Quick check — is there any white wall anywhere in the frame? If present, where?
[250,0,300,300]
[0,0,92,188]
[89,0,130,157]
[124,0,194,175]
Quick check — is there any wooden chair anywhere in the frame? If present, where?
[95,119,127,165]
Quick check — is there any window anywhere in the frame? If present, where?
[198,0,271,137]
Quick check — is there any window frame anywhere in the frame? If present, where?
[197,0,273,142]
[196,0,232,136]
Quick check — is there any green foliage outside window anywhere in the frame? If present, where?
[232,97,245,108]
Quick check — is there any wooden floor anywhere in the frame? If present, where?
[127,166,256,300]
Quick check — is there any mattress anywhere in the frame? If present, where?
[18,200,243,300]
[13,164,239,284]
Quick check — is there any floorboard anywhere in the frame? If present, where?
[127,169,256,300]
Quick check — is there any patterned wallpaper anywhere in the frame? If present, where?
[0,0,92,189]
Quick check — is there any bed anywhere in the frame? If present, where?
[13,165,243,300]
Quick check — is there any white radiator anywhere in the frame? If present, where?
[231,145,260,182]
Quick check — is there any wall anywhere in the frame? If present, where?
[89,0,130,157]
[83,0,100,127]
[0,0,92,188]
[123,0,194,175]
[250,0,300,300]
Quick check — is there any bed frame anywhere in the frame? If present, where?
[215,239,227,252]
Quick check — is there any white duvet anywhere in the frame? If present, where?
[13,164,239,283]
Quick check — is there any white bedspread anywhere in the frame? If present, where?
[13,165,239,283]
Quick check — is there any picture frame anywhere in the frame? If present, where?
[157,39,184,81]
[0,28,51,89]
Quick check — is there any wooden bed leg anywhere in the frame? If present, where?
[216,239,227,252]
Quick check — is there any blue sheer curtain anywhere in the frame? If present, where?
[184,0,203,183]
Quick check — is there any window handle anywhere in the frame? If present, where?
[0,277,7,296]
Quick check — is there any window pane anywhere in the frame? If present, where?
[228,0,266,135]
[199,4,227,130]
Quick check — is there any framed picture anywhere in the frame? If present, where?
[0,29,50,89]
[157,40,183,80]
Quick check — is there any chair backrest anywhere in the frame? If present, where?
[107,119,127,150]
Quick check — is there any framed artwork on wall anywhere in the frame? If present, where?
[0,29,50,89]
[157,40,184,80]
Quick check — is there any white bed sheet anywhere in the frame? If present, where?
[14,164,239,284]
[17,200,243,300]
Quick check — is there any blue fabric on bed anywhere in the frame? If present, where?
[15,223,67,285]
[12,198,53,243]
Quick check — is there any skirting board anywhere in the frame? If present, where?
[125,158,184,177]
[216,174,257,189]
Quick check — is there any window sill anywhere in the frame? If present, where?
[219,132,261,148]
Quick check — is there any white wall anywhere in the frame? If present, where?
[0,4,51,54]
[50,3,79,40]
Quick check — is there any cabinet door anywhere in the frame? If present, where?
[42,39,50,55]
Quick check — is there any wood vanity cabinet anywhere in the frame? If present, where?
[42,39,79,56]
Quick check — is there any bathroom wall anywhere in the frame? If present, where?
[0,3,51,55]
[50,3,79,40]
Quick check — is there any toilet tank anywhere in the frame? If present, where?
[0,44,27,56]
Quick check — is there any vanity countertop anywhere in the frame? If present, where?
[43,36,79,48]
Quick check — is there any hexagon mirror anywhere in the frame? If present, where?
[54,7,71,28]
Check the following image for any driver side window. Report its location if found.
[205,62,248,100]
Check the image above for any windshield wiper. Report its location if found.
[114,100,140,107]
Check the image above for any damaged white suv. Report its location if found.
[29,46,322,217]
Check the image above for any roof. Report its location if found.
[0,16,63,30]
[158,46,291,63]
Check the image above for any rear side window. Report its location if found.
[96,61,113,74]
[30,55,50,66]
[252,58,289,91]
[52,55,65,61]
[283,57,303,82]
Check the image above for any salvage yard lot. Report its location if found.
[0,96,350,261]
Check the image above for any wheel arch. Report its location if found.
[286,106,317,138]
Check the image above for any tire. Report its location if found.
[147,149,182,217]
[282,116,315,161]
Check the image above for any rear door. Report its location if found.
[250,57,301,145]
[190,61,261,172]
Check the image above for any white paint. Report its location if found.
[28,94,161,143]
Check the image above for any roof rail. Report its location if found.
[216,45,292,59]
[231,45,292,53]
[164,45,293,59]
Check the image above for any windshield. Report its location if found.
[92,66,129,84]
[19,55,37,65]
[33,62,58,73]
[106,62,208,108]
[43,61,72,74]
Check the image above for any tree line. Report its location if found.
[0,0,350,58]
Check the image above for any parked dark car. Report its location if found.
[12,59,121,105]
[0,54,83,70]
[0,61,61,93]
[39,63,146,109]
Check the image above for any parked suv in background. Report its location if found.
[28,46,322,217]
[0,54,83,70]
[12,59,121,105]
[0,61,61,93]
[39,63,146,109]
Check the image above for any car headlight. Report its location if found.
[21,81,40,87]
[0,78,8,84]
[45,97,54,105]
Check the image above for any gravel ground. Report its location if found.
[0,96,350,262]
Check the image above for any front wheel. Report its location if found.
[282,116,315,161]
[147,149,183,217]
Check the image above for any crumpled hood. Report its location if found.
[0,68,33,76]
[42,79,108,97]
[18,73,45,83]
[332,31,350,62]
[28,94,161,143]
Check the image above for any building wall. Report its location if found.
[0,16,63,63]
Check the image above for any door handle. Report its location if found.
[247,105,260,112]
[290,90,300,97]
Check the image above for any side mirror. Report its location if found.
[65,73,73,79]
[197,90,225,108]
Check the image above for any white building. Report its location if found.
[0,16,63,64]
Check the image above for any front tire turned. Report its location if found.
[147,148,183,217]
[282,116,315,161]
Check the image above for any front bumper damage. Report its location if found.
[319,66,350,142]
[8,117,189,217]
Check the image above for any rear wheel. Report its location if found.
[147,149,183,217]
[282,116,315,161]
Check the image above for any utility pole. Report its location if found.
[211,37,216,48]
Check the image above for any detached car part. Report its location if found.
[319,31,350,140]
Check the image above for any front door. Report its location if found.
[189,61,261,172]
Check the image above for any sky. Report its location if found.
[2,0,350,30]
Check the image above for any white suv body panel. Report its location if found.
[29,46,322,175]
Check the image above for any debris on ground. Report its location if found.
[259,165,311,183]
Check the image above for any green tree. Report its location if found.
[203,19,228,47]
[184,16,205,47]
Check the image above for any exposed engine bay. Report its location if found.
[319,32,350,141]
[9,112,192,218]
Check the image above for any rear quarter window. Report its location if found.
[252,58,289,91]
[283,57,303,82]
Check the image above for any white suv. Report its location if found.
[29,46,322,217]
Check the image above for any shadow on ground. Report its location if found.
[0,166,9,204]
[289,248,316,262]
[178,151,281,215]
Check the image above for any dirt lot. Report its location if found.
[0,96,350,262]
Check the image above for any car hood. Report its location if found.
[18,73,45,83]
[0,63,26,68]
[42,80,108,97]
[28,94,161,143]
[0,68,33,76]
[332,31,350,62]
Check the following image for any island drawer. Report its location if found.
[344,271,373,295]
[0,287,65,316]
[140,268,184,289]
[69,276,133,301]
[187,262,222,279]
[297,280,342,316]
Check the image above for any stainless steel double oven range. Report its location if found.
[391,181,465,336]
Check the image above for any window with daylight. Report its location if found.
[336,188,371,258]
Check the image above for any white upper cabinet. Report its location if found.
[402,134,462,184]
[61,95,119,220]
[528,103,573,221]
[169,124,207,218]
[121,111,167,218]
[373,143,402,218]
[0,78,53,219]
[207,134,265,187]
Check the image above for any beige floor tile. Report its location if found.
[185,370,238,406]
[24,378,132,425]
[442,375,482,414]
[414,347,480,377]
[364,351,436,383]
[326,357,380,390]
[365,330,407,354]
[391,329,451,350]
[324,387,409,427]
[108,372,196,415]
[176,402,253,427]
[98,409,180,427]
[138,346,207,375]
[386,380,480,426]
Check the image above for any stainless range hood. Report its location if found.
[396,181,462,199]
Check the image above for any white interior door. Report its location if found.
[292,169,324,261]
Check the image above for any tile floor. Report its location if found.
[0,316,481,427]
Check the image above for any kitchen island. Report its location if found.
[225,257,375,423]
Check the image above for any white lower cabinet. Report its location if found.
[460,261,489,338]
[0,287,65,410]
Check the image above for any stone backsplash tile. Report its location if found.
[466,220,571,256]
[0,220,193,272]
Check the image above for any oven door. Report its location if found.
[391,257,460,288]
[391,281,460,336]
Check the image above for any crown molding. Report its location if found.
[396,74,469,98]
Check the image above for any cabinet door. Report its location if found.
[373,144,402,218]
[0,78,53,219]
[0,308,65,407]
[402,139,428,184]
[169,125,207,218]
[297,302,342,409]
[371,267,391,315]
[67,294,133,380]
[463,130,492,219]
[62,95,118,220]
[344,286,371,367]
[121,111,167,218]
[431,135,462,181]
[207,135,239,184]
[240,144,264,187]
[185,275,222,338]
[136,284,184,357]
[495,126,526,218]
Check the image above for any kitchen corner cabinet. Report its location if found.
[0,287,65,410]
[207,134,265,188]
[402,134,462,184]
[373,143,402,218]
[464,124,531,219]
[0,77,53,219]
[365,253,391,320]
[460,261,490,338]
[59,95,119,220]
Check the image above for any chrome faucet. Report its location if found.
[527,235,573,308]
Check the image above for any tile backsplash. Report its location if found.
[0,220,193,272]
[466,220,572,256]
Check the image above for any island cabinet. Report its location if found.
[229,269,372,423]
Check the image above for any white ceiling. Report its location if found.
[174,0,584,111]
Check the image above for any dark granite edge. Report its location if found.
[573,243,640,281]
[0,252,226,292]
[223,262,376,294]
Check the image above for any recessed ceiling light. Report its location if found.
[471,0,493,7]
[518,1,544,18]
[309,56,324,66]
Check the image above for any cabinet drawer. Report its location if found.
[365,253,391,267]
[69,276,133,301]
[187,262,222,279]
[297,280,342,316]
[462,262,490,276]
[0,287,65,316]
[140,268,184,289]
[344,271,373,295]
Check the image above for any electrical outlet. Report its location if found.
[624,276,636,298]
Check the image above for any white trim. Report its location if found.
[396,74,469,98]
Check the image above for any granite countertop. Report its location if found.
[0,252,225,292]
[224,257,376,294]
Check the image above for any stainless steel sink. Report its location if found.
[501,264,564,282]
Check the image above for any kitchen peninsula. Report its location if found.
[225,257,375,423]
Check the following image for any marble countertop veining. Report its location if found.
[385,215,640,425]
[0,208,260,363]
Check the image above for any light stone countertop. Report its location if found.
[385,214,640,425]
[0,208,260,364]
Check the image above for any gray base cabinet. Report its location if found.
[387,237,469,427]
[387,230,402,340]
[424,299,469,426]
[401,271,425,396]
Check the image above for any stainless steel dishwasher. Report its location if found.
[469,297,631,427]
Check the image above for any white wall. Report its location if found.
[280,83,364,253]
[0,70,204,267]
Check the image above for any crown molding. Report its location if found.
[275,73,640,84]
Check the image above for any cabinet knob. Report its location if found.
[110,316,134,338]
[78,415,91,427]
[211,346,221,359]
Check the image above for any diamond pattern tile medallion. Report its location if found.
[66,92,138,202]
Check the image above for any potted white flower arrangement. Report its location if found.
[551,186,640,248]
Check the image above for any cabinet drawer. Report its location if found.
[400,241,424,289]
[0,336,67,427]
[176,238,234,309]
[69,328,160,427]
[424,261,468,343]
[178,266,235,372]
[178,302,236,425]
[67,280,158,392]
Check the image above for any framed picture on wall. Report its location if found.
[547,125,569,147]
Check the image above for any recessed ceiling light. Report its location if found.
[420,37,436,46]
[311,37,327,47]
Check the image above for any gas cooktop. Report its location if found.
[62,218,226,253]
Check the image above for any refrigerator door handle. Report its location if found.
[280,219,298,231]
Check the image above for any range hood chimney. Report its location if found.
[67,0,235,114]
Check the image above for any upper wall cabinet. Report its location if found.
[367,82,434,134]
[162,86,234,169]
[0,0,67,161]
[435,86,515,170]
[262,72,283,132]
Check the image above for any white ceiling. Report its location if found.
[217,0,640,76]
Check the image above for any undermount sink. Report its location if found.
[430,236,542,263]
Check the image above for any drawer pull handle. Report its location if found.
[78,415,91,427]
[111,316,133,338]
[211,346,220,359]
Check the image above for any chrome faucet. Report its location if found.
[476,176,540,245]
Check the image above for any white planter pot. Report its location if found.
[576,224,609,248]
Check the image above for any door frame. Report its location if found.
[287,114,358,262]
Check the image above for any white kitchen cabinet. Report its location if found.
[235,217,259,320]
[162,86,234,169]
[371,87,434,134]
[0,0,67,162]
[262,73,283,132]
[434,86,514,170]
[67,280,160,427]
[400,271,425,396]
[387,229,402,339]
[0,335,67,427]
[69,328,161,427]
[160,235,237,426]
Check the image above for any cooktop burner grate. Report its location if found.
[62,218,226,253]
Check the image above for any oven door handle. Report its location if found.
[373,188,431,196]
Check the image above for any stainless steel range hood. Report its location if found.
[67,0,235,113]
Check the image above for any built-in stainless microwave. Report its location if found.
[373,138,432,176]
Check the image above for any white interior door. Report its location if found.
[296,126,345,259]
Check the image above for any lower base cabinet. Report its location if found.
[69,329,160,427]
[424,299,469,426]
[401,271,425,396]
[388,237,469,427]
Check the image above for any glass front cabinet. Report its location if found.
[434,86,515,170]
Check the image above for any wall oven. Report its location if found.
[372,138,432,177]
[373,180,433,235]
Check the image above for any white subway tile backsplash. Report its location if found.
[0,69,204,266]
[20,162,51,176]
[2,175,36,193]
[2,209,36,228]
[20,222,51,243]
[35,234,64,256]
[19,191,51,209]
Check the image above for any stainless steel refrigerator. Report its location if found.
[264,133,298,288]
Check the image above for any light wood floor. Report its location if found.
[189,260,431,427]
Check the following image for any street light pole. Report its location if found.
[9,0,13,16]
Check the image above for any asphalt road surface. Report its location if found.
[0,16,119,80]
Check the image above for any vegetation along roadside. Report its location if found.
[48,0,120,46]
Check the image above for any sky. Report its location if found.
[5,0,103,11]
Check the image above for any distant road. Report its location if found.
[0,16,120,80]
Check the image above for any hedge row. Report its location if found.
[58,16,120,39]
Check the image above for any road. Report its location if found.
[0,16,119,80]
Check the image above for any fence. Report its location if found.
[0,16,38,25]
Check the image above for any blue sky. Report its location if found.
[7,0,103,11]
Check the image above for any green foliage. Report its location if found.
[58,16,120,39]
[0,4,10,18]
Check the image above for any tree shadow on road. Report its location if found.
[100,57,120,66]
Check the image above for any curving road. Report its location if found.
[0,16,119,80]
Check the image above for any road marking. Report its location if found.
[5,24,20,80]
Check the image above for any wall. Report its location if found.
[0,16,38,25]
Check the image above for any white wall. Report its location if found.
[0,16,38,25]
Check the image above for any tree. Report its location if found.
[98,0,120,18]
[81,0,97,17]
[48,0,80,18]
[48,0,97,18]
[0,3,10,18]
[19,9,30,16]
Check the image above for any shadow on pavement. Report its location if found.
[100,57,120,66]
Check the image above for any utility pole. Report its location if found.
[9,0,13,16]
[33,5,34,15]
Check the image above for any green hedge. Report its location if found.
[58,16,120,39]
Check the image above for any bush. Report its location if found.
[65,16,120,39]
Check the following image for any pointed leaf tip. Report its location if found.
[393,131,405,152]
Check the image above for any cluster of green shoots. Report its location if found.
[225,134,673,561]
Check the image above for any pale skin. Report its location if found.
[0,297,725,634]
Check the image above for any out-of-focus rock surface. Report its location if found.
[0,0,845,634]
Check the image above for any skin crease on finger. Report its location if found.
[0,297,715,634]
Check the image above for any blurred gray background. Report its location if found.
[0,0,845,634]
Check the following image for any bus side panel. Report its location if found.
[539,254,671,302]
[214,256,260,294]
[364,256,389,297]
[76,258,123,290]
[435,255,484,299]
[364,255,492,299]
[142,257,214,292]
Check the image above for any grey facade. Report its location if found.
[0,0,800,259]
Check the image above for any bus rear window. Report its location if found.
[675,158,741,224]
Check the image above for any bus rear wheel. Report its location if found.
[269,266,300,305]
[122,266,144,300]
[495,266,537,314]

┄┄┄┄┄┄┄┄┄┄┄┄┄┄┄┄┄┄┄┄

### Exercise details
Render the material as a Markdown table with the columns "Index" and "Content", one row per line, numbered from 1, skipping blank lines. Begin at the line that contains "Check the image above for any stainless steel range" and stop after the line that contains "[5,24,20,80]".

### Response
| Index | Content |
|---|---|
| 1 | Check the image above for any stainless steel range hood. Report its location if found. |
| 2 | [67,0,235,113] |
| 3 | Check the image above for any built-in stainless microwave. Report its location if found. |
| 4 | [373,138,432,176] |
| 5 | Check the image above for any white interior door. Report its location if found. |
| 6 | [296,126,345,259] |
| 7 | Check the image above for any lower base cabinet. Report its location if found. |
| 8 | [69,329,160,427] |
| 9 | [424,299,469,426] |
| 10 | [401,271,425,396] |
| 11 | [388,237,469,427] |
| 12 | Check the image above for any glass front cabinet. Report its location if found. |
| 13 | [434,86,515,170] |
| 14 | Check the image above for any wall oven. Report its location if found. |
| 15 | [372,138,432,177] |
| 16 | [373,180,433,235] |
| 17 | Check the image above for any white subway tile backsplash. Report its location if found. |
| 18 | [0,69,204,266] |
| 19 | [20,162,51,176] |
| 20 | [2,175,36,193] |
| 21 | [2,209,36,228] |
| 22 | [20,222,51,243] |
| 23 | [35,234,64,256] |
| 24 | [19,191,51,209] |
| 25 | Check the image above for any stainless steel refrigerator. Report its location if found. |
| 26 | [264,133,298,288] |
| 27 | Check the image above for any light wood floor. Report its location if found. |
| 28 | [189,260,431,427] |
| 29 | Check the following image for any street light pole. Report its location if found. |
| 30 | [9,0,13,16] |
| 31 | Check the image above for any asphalt road surface. Report its location if found. |
| 32 | [0,16,119,80] |
| 33 | Check the image above for any vegetation along roadside. Report its location if found. |
| 34 | [48,0,120,46] |
| 35 | Check the image above for any sky. Report its location if found. |
| 36 | [5,0,103,11] |
| 37 | Check the image above for any distant road. Report its location if found. |
| 38 | [0,16,120,80] |
| 39 | Check the image above for any hedge row. Report its location if found. |
| 40 | [58,16,120,39] |
| 41 | Check the image above for any road. Report its location if found. |
| 42 | [0,16,119,80] |
| 43 | Check the image above for any fence. Report its location if found. |
| 44 | [0,16,38,25] |
| 45 | Check the image above for any blue sky. Report its location if found. |
| 46 | [7,0,103,11] |
| 47 | Check the image above for any green foliage. Report its location if found. |
| 48 | [58,16,120,39] |
| 49 | [0,4,10,18] |
| 50 | Check the image above for any tree shadow on road. Report its location if found. |
| 51 | [100,57,120,66] |
| 52 | Check the image above for any curving road. Report its location if found. |
| 53 | [0,16,119,80] |
| 54 | Check the image above for any road marking. Report its location if found. |
| 55 | [5,24,20,80] |